## PROBLEM
Change each "put a marker on" in the listing below to "place a point on", leaving everything else unchanged.

## MATERIALS PROVIDED
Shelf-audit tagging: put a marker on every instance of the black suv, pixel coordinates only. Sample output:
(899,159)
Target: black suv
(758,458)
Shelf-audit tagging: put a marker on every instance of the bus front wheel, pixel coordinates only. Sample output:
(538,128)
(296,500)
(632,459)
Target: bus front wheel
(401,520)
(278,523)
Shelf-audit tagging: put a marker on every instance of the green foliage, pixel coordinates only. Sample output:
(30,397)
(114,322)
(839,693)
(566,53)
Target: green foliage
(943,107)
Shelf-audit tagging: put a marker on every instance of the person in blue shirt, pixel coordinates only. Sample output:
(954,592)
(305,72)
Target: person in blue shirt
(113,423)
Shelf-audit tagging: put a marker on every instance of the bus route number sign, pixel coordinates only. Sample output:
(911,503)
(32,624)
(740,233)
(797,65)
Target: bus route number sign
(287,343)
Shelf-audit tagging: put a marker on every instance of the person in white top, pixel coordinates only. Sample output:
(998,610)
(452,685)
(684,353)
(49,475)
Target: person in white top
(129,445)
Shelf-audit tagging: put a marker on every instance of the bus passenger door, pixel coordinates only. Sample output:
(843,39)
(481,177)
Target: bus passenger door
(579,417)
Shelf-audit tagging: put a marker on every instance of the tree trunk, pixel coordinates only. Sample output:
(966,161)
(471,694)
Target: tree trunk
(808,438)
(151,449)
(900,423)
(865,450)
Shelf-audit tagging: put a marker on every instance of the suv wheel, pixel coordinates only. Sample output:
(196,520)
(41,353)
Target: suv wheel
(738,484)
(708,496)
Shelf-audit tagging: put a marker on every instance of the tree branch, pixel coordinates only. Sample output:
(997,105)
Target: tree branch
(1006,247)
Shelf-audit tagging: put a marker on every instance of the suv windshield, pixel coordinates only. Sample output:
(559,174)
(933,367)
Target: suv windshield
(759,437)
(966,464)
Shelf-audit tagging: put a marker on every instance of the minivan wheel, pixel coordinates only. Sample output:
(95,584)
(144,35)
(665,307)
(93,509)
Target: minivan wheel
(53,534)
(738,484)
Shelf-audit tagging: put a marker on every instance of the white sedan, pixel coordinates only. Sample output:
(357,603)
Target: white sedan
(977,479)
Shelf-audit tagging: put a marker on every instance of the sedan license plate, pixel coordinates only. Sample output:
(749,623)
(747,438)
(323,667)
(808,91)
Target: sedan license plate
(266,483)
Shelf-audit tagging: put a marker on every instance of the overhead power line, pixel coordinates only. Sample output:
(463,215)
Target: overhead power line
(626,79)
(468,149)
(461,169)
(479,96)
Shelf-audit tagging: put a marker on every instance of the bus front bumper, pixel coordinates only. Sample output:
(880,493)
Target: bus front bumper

## RESULT OF THIS TASK
Shelf-audit tagging: place a point on every instance of the black suv, pixel coordinates only. Sample output:
(899,159)
Target: black suv
(758,458)
Shelf-audit tagging: place a point on every instance of the bus front wheel, pixel coordinates only. Sample output:
(538,128)
(296,500)
(632,459)
Target: bus front wheel
(401,520)
(278,523)
Shelf-audit tagging: place a point on every instance of the green foliage, pixel coordinates only. Sample output:
(30,397)
(114,322)
(839,693)
(566,53)
Target: green foliage
(943,107)
Shelf-audit tagging: place a point on every instance of the person in blue shirt, pixel coordinates only. Sample output:
(954,592)
(305,72)
Target: person in blue shirt
(113,423)
Shelf-audit tagging: place a point on every instance of the bus route number sign, pixel coordinates only. Sample output:
(911,503)
(32,624)
(740,233)
(797,65)
Target: bus route number sign
(287,343)
Shelf-audit tagging: place a point on every instance of the person in white top, pixel coordinates only. Sample output:
(998,610)
(452,685)
(684,353)
(49,475)
Target: person in white top
(129,445)
Shelf-audit tagging: place a point on every instance of the bus passenger door, pixel coordinates only. Sample output:
(843,39)
(481,177)
Target: bus passenger door
(579,417)
Shelf-audit tagging: place a point on every instance of the tree trunk, pixel coordinates only. Sample output:
(966,161)
(471,694)
Target: tree trunk
(808,438)
(151,449)
(900,423)
(865,450)
Shelf-audit tagging: place a point on every instance of the suv wheel, pixel coordinates only. Sample output:
(196,520)
(41,353)
Target: suv wheel
(738,484)
(708,496)
Shelf-audit tagging: place a point on every instance of the tree branch, pixel coordinates only. Sample output:
(997,105)
Target: tree branch
(1006,247)
Shelf-audit tagging: place a point on every instance of the suv windshield, pixel coordinates only. Sample output:
(559,174)
(933,367)
Target: suv windshield
(759,437)
(966,464)
Shelf-audit tagging: place a point on every instance of the minivan wheel, pixel coordinates only. Sample output:
(95,584)
(144,35)
(665,307)
(93,509)
Target: minivan wheel
(53,534)
(738,484)
Shelf-audit tagging: place a point on every instance of the white sedan, pixel coordinates only. Sample output:
(357,603)
Target: white sedan
(977,479)
Shelf-audit tagging: place a point on every instance of the sedan license plate, pixel coordinates only. Sample output:
(749,623)
(747,438)
(323,667)
(808,91)
Target: sedan license plate
(266,483)
Shelf-audit tagging: place a point on every instance of the overhead power line, pixel coordinates only. Sample output:
(463,215)
Target: overhead power line
(626,79)
(468,149)
(461,169)
(479,96)
Shelf-audit tagging: place a point on every instance of the bus front bumper, pixel coordinates only. Sample output:
(880,493)
Target: bus front bumper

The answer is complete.